** Data for this task follows **

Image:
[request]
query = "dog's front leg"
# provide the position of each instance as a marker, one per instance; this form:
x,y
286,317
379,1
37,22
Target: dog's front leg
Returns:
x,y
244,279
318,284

** End of Data for this task **
** Data for this task follows **

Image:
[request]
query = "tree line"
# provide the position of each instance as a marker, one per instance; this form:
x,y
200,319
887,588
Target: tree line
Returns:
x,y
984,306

** End of Data for this task **
** Data for this task follows **

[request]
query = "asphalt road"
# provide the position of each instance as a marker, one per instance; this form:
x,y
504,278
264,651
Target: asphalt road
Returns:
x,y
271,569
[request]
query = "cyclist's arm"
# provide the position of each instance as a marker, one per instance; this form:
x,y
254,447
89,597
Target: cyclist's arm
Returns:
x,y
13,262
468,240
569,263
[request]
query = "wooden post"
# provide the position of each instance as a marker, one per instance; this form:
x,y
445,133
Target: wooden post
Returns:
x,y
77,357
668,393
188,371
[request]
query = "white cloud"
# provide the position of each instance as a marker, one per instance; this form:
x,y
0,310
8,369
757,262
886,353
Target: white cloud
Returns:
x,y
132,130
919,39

** End of Data for this task **

* **Problem details**:
Where a line contains the word "front", copy that line from the listing above.

* **Written answer**:
query = "dog's front leg"
Target: dog's front leg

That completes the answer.